:: REQUIREMENTS ::
List every line of the records below that contains the word "surface", treating uppercase and lowercase as different.

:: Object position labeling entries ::
☆ ☆ ☆ ☆ ☆

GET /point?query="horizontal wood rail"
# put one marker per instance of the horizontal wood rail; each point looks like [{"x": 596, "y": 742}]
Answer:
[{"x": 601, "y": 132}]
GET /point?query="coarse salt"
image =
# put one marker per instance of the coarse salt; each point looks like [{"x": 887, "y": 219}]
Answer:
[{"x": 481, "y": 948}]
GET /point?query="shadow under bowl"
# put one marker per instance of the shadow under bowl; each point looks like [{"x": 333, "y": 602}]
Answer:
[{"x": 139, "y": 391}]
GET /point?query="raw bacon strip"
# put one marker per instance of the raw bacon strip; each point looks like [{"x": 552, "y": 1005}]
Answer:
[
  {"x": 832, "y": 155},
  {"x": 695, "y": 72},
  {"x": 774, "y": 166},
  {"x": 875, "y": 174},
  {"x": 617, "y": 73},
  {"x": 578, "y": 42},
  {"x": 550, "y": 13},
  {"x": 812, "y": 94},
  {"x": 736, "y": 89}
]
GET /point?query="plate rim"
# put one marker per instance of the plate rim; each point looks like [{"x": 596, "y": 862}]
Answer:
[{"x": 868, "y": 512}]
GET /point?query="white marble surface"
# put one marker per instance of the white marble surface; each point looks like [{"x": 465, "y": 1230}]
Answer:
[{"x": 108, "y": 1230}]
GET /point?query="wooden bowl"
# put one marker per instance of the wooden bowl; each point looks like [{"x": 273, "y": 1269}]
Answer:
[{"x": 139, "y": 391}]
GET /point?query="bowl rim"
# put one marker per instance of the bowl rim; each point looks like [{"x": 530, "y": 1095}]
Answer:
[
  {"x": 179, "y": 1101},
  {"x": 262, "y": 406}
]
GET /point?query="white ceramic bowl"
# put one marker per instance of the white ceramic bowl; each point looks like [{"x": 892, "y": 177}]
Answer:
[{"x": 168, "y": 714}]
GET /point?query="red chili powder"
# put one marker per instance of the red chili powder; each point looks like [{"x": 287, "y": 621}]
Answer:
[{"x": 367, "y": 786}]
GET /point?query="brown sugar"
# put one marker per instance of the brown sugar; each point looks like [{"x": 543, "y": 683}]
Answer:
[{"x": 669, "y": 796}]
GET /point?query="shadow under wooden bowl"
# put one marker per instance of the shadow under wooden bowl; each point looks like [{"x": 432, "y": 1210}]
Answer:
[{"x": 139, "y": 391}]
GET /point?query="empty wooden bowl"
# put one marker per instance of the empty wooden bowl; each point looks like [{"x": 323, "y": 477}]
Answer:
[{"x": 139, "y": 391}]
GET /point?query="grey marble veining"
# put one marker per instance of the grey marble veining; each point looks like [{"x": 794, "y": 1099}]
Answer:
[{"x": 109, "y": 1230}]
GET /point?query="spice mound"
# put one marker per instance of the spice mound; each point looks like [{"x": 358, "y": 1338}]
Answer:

☆ ☆ ☆ ☆ ☆

:: SOLUTION TO THIS PROBLEM ::
GET /point?query="white marble surface"
# put one marker per instance of the white marble surface; each point looks like [{"x": 465, "y": 1230}]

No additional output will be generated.